Saturday, May 12, 2007

Wednesday, April 11, 2007

DRINK




Sunday, March 18, 2007

Growing up is the path from cocky ignorance to miserable uncertainty....................

I'm really pissed off....I'm more than 20 years old,(but I refuse to say how much more!) and I still don't know what I want to be when I grow up. I now envy the people who used to annoy me, by being so certain about their future......

Will I ever know?...somehow I doubt it now.....but I'll be applying to be a train driver sometime in the next few weeks, or years ...or maybe I could go back to college, or learn how to paint, or win the lottery.......but then I still wouldn't know - in fact it would be worse because I'd have more choice..........



Although I could try being a fireman.....


Or a vet.........


Fuck it, I'll just wait and see if anything new takes my fancy............

Happy Mothers' Day by the way..................

Sunday, March 11, 2007

Grumpy Bastards Big Night Out.....................

Recently, we went to watch a friend playing in a local ska band. (Called Rudi's message since you ask...very good live). Which is great...'cos a good time is always guarenteed.....the venue however, is not great. The pretentiously, if historically correctly named, Corn Exchange....I'm sure there are many others....

### [TO BE DONE]
a: Please extract the part of the blog that opens with the words containing "Although I could" and closes with "Big Night Out.....................", copying it word for word.
b: In the blog, what is the local ska band that the friend plays in called?

Location identification entries
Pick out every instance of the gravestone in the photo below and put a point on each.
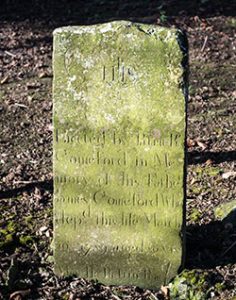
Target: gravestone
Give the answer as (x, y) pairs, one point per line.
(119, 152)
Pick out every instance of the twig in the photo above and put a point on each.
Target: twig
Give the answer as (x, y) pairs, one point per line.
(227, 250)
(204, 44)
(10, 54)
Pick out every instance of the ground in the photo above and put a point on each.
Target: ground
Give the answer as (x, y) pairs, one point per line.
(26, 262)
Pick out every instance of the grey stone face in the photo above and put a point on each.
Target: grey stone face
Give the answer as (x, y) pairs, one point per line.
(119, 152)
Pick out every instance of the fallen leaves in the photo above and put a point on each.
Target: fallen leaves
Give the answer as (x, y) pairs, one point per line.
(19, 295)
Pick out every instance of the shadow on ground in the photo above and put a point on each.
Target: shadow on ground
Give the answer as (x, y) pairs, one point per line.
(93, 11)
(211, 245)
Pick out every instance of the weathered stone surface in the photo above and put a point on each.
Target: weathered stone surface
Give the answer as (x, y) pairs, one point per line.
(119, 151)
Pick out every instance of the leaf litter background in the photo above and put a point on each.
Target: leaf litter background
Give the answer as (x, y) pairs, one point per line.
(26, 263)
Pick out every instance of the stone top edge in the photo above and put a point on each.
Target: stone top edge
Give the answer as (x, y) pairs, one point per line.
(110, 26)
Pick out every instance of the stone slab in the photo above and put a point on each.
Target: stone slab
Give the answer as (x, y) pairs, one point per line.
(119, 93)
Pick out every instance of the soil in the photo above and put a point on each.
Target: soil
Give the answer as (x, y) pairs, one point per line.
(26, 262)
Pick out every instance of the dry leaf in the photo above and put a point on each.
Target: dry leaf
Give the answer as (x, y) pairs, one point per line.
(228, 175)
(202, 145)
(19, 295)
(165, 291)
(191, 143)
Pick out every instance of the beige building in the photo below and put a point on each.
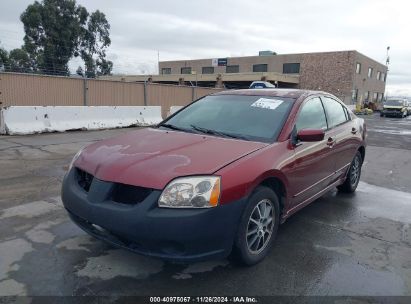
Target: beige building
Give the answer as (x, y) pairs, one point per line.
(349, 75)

--

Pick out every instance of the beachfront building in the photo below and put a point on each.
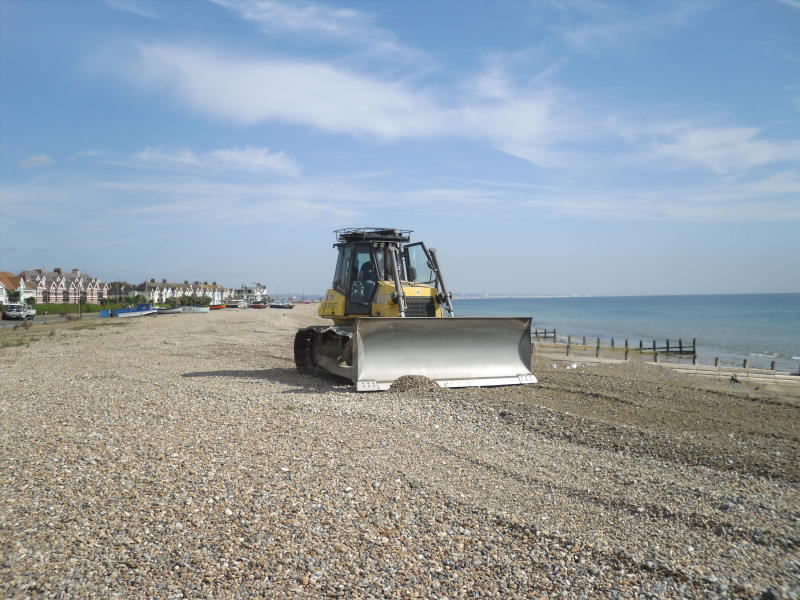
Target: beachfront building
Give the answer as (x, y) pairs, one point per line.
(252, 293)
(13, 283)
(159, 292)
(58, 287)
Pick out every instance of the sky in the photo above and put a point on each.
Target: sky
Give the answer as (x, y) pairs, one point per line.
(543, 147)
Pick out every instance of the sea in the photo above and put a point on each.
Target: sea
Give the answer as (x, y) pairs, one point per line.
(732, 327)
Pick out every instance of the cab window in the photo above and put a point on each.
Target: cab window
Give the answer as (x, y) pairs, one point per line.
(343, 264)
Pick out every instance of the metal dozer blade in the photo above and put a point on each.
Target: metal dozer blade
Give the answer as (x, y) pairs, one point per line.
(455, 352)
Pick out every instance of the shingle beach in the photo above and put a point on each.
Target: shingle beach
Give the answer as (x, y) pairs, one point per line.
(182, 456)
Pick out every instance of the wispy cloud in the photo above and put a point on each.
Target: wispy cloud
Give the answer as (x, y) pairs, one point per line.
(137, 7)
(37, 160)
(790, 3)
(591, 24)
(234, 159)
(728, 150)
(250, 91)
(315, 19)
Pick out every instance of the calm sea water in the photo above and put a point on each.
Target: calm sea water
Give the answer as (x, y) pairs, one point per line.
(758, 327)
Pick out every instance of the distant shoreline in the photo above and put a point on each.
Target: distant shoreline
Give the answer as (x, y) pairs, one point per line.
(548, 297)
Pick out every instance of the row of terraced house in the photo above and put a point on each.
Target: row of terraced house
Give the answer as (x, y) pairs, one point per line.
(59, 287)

...

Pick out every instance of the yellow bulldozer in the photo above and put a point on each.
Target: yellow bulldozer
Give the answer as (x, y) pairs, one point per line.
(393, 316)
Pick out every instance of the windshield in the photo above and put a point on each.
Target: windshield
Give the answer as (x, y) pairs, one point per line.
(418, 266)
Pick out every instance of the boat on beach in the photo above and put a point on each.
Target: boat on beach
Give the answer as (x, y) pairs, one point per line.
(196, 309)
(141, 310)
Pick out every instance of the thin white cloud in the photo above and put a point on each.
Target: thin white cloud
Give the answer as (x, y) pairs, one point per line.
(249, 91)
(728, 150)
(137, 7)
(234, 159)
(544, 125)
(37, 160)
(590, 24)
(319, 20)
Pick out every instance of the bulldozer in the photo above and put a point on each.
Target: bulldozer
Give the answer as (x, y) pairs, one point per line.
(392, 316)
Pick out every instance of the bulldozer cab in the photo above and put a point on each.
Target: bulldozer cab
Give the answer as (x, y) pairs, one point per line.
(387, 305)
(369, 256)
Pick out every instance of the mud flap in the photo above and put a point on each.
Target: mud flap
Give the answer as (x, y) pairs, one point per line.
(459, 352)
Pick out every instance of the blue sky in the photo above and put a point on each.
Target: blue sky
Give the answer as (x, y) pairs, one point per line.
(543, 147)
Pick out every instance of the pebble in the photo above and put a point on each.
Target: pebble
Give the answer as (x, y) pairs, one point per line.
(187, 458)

### [SOLUTIONS TO EACH TASK]
a:
Although I could try being a fireman.....


Or a vet.........


Fuck it, I'll just wait and see if anything new takes my fancy............

Happy Mothers' Day by the way..................

Sunday, March 11, 2007

Grumpy Bastards Big Night Out.....................

b: Rudi's message